- Задание -
Найдите в записях ниже каждую строку, в которой встречается слово «Search», и выпишите все такие строки целиком. Регистр букв учитывается.

____ Предоставленные записи

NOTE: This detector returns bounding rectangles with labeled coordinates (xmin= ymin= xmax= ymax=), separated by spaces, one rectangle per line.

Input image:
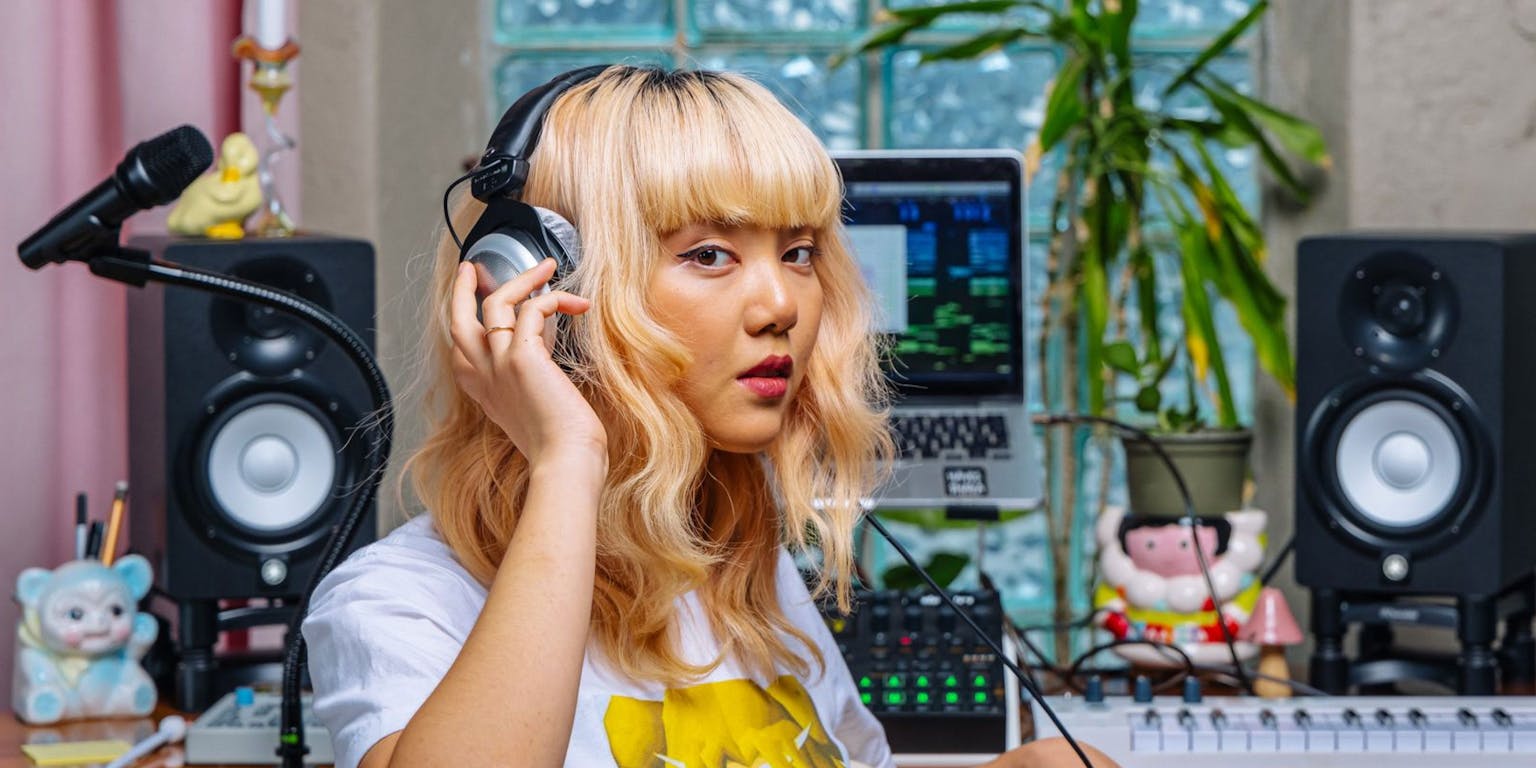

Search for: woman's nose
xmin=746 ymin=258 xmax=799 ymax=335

________
____ Предоставленные записи

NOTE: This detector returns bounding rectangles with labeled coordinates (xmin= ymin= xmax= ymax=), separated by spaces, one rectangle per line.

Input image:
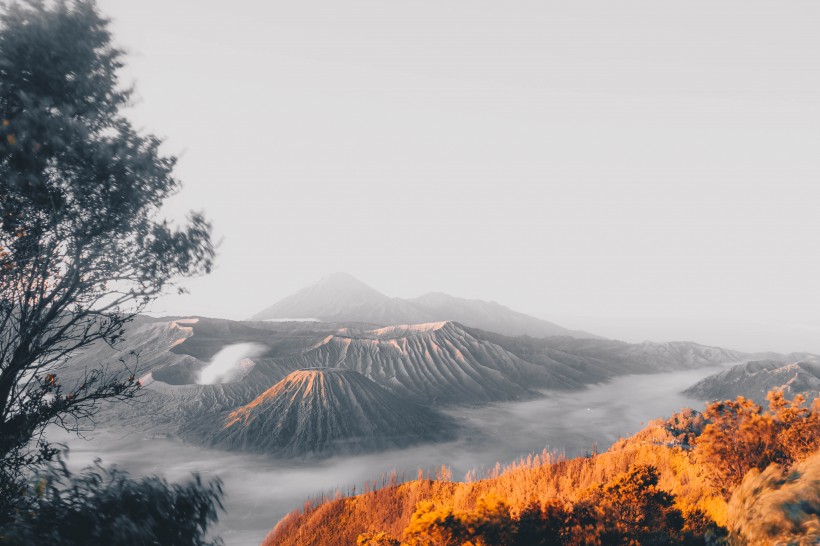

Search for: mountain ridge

________
____ Предоставленные записи

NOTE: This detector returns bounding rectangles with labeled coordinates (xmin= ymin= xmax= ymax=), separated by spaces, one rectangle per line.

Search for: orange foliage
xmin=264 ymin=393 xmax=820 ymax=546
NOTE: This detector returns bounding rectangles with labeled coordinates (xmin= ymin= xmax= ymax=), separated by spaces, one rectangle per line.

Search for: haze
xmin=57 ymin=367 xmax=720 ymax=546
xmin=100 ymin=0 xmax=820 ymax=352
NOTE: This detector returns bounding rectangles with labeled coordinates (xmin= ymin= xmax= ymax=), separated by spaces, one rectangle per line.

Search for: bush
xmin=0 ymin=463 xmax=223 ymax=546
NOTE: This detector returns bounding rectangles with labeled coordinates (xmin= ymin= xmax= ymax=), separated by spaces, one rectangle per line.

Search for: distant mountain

________

- Письменный ответ -
Search for: woman's nose
Search for: mountain ridge
Search for: orange foliage
Search for: haze
Search for: bush
Search for: distant mountain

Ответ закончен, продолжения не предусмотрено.